Your goal
Transcribe all the data below exactly, leaving its pictures out.

Extracted entries
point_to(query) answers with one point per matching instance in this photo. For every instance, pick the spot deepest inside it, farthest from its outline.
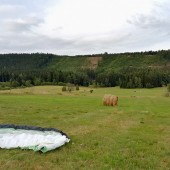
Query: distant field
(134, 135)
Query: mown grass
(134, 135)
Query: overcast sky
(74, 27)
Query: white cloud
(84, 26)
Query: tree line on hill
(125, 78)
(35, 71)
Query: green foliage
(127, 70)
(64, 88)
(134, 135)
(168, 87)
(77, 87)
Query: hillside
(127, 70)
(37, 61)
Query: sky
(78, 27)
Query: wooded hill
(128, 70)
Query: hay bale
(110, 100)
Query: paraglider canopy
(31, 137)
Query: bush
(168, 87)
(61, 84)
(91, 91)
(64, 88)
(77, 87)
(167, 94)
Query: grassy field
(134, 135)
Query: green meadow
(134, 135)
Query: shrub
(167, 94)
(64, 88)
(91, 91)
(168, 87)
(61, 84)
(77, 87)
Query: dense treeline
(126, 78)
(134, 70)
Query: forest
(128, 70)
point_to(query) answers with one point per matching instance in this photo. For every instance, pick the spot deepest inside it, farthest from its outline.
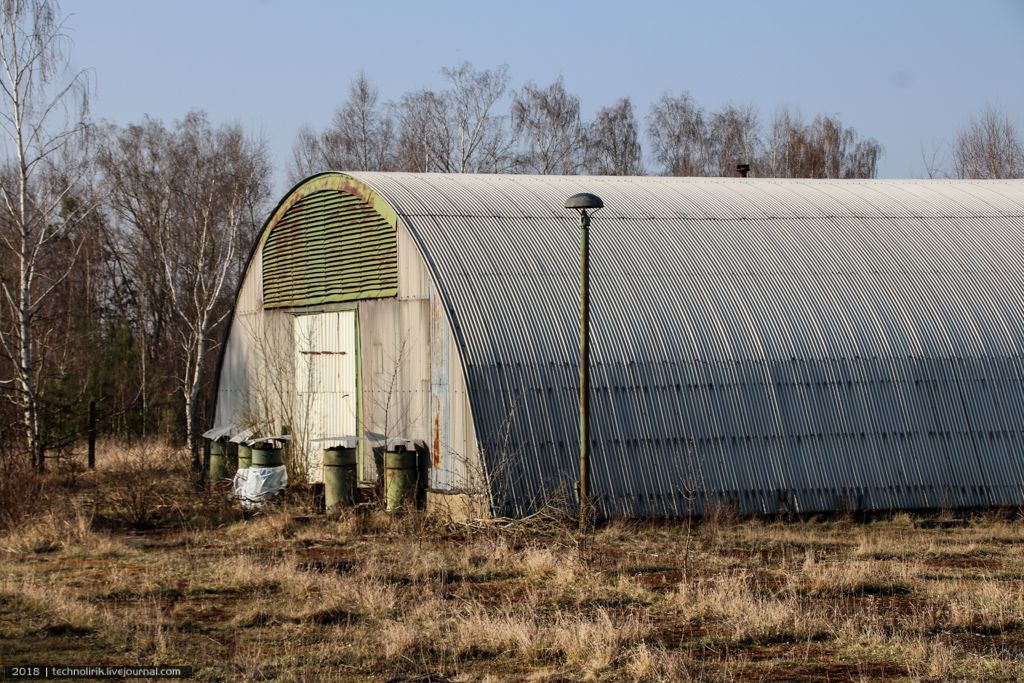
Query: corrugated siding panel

Result of this exercise
point_to(query) answers with one point per matching instance in this photo. For every instance, pick the spot deepest inside it, farthest from its outline.
Query: distant field
(134, 135)
Query: mown grass
(134, 135)
Query: overcast sky
(74, 27)
Query: white cloud
(84, 26)
Query: tree line on hill
(125, 78)
(35, 71)
Query: green foliage
(127, 70)
(64, 88)
(134, 135)
(168, 87)
(77, 87)
Query: hillside
(127, 70)
(37, 61)
Query: sky
(78, 27)
Query: wooded hill
(128, 70)
Query: hay bale
(110, 100)
Query: paraglider canopy
(31, 137)
Query: bush
(168, 87)
(61, 84)
(91, 91)
(64, 88)
(77, 87)
(167, 94)
Query: grassy field
(134, 135)
Query: green meadow
(134, 135)
Query: shrub
(167, 94)
(64, 88)
(91, 91)
(168, 87)
(61, 84)
(77, 87)
Query: dense treeline
(126, 78)
(134, 70)
Query: forest
(128, 70)
point_to(query) answers with one point per matching instance in this photo. For every instance, pick the spot deepest inside it, farthest from its outline.
Query: corrugated siding panel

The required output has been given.